Written request: Copy each of the entries below word for word, without changing anything.

[Start of Entries shown]

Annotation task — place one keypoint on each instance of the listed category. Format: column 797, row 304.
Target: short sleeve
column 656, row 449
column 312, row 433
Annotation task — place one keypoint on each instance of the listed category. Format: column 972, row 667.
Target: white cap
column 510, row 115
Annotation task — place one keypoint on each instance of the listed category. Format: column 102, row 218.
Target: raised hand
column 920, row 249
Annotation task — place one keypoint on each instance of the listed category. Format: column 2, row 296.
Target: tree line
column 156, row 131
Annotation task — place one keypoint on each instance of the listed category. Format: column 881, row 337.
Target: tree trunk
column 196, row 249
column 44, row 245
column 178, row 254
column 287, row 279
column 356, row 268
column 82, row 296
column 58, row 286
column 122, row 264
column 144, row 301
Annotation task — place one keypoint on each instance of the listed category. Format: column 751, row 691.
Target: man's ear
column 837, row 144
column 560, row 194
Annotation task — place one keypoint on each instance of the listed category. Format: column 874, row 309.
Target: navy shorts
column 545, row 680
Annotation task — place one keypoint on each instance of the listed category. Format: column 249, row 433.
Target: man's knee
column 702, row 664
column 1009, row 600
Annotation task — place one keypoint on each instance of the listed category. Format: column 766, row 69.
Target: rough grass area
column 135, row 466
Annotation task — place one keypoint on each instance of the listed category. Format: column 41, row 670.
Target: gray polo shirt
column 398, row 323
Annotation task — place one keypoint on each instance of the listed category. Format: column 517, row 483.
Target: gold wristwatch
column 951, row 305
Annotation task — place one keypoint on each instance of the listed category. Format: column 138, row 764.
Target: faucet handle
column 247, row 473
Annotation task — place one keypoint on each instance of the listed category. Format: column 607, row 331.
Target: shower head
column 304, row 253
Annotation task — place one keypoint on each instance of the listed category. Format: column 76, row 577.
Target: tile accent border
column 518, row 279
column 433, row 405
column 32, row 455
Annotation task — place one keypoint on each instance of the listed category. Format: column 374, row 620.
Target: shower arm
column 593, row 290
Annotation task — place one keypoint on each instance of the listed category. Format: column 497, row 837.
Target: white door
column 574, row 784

[End of Entries shown]

Completed task:
Annotation task — place one keypoint on each instance of the listed category. Format: column 797, row 304.
Target: short sleeve
column 656, row 449
column 312, row 433
Annotation task — place one keypoint on each instance of the listed category. Format: column 972, row 667.
Target: white cap
column 510, row 115
Annotation task — place one keypoint on each instance of the listed category. Format: column 102, row 218.
Target: raised hand
column 920, row 249
Annotation task — place one keypoint on each instance of the listed category. Format: column 2, row 296.
Target: tree line
column 156, row 131
Annotation task — place one keypoint on each instance of the listed category. Format: column 881, row 337.
Target: tree trunk
column 196, row 249
column 44, row 245
column 178, row 254
column 287, row 279
column 356, row 268
column 82, row 296
column 58, row 286
column 122, row 264
column 144, row 301
Annotation task — place one keypoint on each instance of the listed category. Format: column 751, row 691.
Target: man's ear
column 837, row 144
column 560, row 194
Annotation task — place one keypoint on each instance of the listed category. Format: column 874, row 309.
Target: navy shorts
column 545, row 680
Annotation task — place one keypoint on each instance of the listed category. Format: column 249, row 433.
Target: man's knee
column 702, row 664
column 1009, row 600
Annotation task — place one keypoint on each instance of the listed category. Format: column 766, row 69.
Target: rough grass area
column 135, row 466
Annotation task — place one keypoint on each instance of the listed category. Format: column 41, row 670.
Target: gray polo shirt
column 398, row 323
Annotation task — place one keypoint on each instance of the listed category. Format: column 517, row 483.
Target: gold wristwatch
column 951, row 305
Annotation task — place one keypoint on each instance of the listed category. Format: column 138, row 764.
Target: faucet handle
column 247, row 473
Annotation task — place one keypoint on each instance of the listed category. Format: column 607, row 331.
Target: shower head
column 304, row 253
Annotation task — place one keypoint on each instance of the listed category. Format: column 76, row 577.
Target: tile accent border
column 518, row 279
column 433, row 405
column 32, row 455
Annotation task — place one keypoint on each instance of the listed category. Format: column 374, row 620.
Target: shower arm
column 593, row 290
Annotation task — place one keypoint on each instance of the listed category. Format: column 497, row 837.
Target: white door
column 574, row 784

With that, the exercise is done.